== Exercise prompt ==
Repeat the listing in full, preserving every character.

[Entries from a dataset]
* BEGIN *

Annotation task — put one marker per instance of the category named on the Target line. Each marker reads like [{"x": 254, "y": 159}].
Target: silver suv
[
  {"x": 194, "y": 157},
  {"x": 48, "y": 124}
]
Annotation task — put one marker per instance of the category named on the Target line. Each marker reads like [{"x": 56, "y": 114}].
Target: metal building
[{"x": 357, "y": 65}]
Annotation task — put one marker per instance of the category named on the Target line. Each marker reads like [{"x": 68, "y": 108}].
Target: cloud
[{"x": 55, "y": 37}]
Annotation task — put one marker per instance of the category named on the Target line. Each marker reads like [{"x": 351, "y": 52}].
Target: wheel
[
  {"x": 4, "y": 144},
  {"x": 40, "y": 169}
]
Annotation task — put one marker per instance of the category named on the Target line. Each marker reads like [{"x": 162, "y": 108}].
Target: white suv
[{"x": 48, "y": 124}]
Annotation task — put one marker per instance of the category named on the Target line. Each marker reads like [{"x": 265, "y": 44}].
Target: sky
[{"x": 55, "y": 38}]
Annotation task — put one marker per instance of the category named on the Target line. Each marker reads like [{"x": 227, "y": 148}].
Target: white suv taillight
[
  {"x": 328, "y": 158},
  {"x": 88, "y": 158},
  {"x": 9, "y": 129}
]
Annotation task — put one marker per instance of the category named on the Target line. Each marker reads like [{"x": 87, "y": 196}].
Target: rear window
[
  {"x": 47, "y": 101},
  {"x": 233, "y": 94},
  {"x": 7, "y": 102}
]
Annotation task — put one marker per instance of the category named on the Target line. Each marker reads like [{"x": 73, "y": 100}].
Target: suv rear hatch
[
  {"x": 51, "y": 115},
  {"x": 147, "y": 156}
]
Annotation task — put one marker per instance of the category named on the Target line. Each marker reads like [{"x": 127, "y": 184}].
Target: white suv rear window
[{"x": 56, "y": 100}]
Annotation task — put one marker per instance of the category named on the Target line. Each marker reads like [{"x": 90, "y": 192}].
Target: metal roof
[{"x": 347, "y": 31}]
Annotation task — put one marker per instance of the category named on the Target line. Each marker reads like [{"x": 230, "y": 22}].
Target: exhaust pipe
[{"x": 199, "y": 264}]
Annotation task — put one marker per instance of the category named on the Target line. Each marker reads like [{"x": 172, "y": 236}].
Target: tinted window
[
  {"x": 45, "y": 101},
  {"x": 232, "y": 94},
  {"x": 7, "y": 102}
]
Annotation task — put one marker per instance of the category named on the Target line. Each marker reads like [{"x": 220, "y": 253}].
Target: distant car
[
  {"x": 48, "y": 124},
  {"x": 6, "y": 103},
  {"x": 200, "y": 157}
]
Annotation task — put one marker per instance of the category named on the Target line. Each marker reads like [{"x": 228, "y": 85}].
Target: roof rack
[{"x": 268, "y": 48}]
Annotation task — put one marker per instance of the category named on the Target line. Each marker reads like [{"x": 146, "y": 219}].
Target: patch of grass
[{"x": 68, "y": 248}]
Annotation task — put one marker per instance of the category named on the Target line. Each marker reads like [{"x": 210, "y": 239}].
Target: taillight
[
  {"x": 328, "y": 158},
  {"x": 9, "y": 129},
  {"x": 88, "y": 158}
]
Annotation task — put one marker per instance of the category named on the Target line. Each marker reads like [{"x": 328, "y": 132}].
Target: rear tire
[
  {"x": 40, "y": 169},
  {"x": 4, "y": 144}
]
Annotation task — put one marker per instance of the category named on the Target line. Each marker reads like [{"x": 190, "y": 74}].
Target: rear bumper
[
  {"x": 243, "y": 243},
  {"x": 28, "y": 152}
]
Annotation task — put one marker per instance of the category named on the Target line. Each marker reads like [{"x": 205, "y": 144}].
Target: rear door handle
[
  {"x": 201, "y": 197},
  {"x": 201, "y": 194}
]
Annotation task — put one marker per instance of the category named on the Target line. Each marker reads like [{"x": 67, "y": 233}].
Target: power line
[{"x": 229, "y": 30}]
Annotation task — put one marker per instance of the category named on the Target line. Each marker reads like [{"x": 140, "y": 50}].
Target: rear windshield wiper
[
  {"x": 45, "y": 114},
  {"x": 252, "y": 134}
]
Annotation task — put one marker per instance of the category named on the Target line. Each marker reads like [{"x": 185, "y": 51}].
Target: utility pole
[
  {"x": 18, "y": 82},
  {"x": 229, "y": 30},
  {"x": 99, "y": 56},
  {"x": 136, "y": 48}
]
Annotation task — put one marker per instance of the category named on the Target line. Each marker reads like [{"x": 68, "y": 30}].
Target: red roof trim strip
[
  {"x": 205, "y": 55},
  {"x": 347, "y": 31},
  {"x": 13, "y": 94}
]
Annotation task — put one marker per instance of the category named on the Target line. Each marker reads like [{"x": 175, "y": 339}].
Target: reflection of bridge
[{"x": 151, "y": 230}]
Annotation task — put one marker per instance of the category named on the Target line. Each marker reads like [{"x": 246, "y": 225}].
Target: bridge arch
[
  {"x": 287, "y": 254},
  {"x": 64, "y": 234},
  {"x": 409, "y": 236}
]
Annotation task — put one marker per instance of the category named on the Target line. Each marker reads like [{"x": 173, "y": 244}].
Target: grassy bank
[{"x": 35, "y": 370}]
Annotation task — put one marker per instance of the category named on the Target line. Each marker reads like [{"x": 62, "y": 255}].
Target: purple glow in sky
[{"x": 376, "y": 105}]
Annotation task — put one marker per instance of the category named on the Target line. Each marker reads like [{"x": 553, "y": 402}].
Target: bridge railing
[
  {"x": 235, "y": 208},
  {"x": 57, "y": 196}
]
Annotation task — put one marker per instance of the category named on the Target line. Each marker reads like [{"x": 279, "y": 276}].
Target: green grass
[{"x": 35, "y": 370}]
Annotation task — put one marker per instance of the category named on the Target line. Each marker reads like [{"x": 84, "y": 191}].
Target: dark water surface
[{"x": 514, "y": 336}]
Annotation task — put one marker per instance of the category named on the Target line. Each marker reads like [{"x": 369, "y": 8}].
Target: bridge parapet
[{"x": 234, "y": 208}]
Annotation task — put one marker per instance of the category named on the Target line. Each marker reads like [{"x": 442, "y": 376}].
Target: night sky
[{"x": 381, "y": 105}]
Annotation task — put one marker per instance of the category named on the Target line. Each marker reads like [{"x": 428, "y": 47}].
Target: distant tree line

* END *

== Written reply ==
Annotation task — put one marker per instance of the category named on the Target line. Each marker reads like [{"x": 254, "y": 159}].
Target: silver suv
[
  {"x": 194, "y": 157},
  {"x": 48, "y": 124}
]
Annotation task — put one marker per instance of the category named on the Target line. Each marker reads like [{"x": 56, "y": 114}].
Target: metal building
[{"x": 357, "y": 65}]
Annotation task — put one marker per instance of the category named on the Target line. Each marker reads like [{"x": 68, "y": 108}].
Target: cloud
[{"x": 55, "y": 37}]
Annotation task — put one marker per instance of the category named on the Target line. Each marker reads like [{"x": 351, "y": 52}].
Target: wheel
[
  {"x": 4, "y": 144},
  {"x": 40, "y": 169}
]
Annotation task — put one marker per instance of the category named on the Target line. Each marker reads like [{"x": 162, "y": 108}].
Target: white suv
[{"x": 48, "y": 124}]
Annotation task — put one marker per instance of the category named on the Target line. Each marker reads like [{"x": 265, "y": 44}].
Target: sky
[{"x": 55, "y": 38}]
Annotation task — put one marker per instance of the category named on the Target line. Each marker reads like [{"x": 227, "y": 148}].
Target: white suv taillight
[
  {"x": 328, "y": 158},
  {"x": 88, "y": 158},
  {"x": 9, "y": 129}
]
Annotation task — put one marker per instance of the category named on the Target line. Each marker reads like [{"x": 87, "y": 196}].
Target: rear window
[
  {"x": 47, "y": 101},
  {"x": 233, "y": 94},
  {"x": 7, "y": 102}
]
Annotation task — put one marker per instance of the category named on the Target line. Each marker reads like [{"x": 73, "y": 100}].
Target: suv rear hatch
[
  {"x": 51, "y": 115},
  {"x": 147, "y": 156}
]
Annotation task — put one marker per instance of the category named on the Target line. Each marker reads like [{"x": 127, "y": 184}].
Target: white suv rear window
[{"x": 56, "y": 100}]
Annotation task — put one marker per instance of the category named on the Target line. Each marker reads like [{"x": 90, "y": 192}].
Target: metal roof
[{"x": 347, "y": 31}]
Annotation task — put one marker per instance of the category named on the Target line. Each marker reads like [{"x": 230, "y": 22}].
Target: exhaust pipe
[{"x": 199, "y": 264}]
Annotation task — put one marker per instance of the category named on the Target line. Each marker reads like [{"x": 172, "y": 236}].
Target: tinted window
[
  {"x": 45, "y": 101},
  {"x": 232, "y": 94},
  {"x": 7, "y": 102}
]
Annotation task — put one marker per instance of the category named on the Target line. Each marker reads like [{"x": 220, "y": 253}].
Target: distant car
[
  {"x": 48, "y": 124},
  {"x": 6, "y": 103},
  {"x": 200, "y": 157}
]
Annotation task — put one marker per instance of the category named on the Target line. Each marker reads like [{"x": 228, "y": 85}].
Target: roof rack
[{"x": 268, "y": 48}]
Annotation task — put one marker per instance of the category named on the Target line. Each marker reads like [{"x": 146, "y": 219}].
Target: patch of grass
[{"x": 68, "y": 248}]
Annotation task — put one marker per instance of the category named on the Target line. Each marker reads like [{"x": 210, "y": 239}].
Target: taillight
[
  {"x": 328, "y": 158},
  {"x": 9, "y": 129},
  {"x": 88, "y": 158}
]
Annotation task — put one marker per instance of the category named on the Target line. Each marker reads like [{"x": 328, "y": 132}].
Target: rear tire
[
  {"x": 40, "y": 169},
  {"x": 4, "y": 144}
]
Annotation task — put one marker per instance of the category named on the Target line. Each marker reads like [{"x": 190, "y": 74}].
Target: rear bumper
[
  {"x": 243, "y": 243},
  {"x": 28, "y": 152}
]
Annotation task — put one marker per instance of the category named on the Target line. Each marker reads like [{"x": 205, "y": 144}].
Target: rear door handle
[
  {"x": 201, "y": 197},
  {"x": 201, "y": 194}
]
Annotation task — put one marker per instance of the category named on the Target line. Each marker reads like [{"x": 67, "y": 233}].
Target: power line
[{"x": 229, "y": 30}]
Annotation task — put one marker per instance of the category named on the Target line. Each marker reads like [{"x": 140, "y": 50}].
Target: rear windshield wiper
[
  {"x": 45, "y": 114},
  {"x": 252, "y": 134}
]
Annotation task — put one marker per instance of the category named on the Target line. Each marker reads like [{"x": 185, "y": 51}].
Target: utility pole
[
  {"x": 18, "y": 82},
  {"x": 229, "y": 30},
  {"x": 99, "y": 56},
  {"x": 136, "y": 48}
]
Annotation task — put one marker per instance of the category named on the Target line. Each marker reads like [{"x": 68, "y": 30}].
Target: red roof trim strip
[
  {"x": 205, "y": 55},
  {"x": 347, "y": 31},
  {"x": 13, "y": 94}
]
Annotation task — put one marker per instance of the category named on the Target line. Each marker reads like [{"x": 175, "y": 339}].
Target: reflection of bridge
[{"x": 151, "y": 230}]
Annotation task — put one marker per instance of the category named on the Target line. Each marker reads like [{"x": 246, "y": 225}].
Target: bridge arch
[
  {"x": 287, "y": 254},
  {"x": 64, "y": 234},
  {"x": 409, "y": 236}
]
Annotation task — put one marker per instance of the category named on the Target line. Each marker reads like [{"x": 173, "y": 244}].
Target: grassy bank
[{"x": 35, "y": 370}]
Annotation task — put one marker per instance of the category named on the Target line. Each marker reads like [{"x": 62, "y": 255}].
Target: purple glow in sky
[{"x": 376, "y": 105}]
Annotation task — put one marker per instance of the category named on the Target line. Each marker reads like [{"x": 553, "y": 402}].
Target: bridge railing
[
  {"x": 235, "y": 208},
  {"x": 57, "y": 196}
]
Annotation task — put one marker per instance of the category named on the Target line. Each marker reads like [{"x": 279, "y": 276}].
Target: green grass
[{"x": 35, "y": 370}]
Annotation task — put one marker per instance of the category named on the Target line. Each marker reads like [{"x": 84, "y": 191}].
Target: dark water surface
[{"x": 514, "y": 336}]
Annotation task — put one marker per instance of the category named on the Target line. Each marker reads like [{"x": 369, "y": 8}].
Target: bridge parapet
[{"x": 234, "y": 208}]
Annotation task — put one marker per instance of the category named on the Target line. Each marker reads like [{"x": 442, "y": 376}].
Target: night sky
[{"x": 381, "y": 105}]
Annotation task — put one marker per instance of the category named on the Target line. Each marker reads like [{"x": 428, "y": 47}].
Target: distant tree line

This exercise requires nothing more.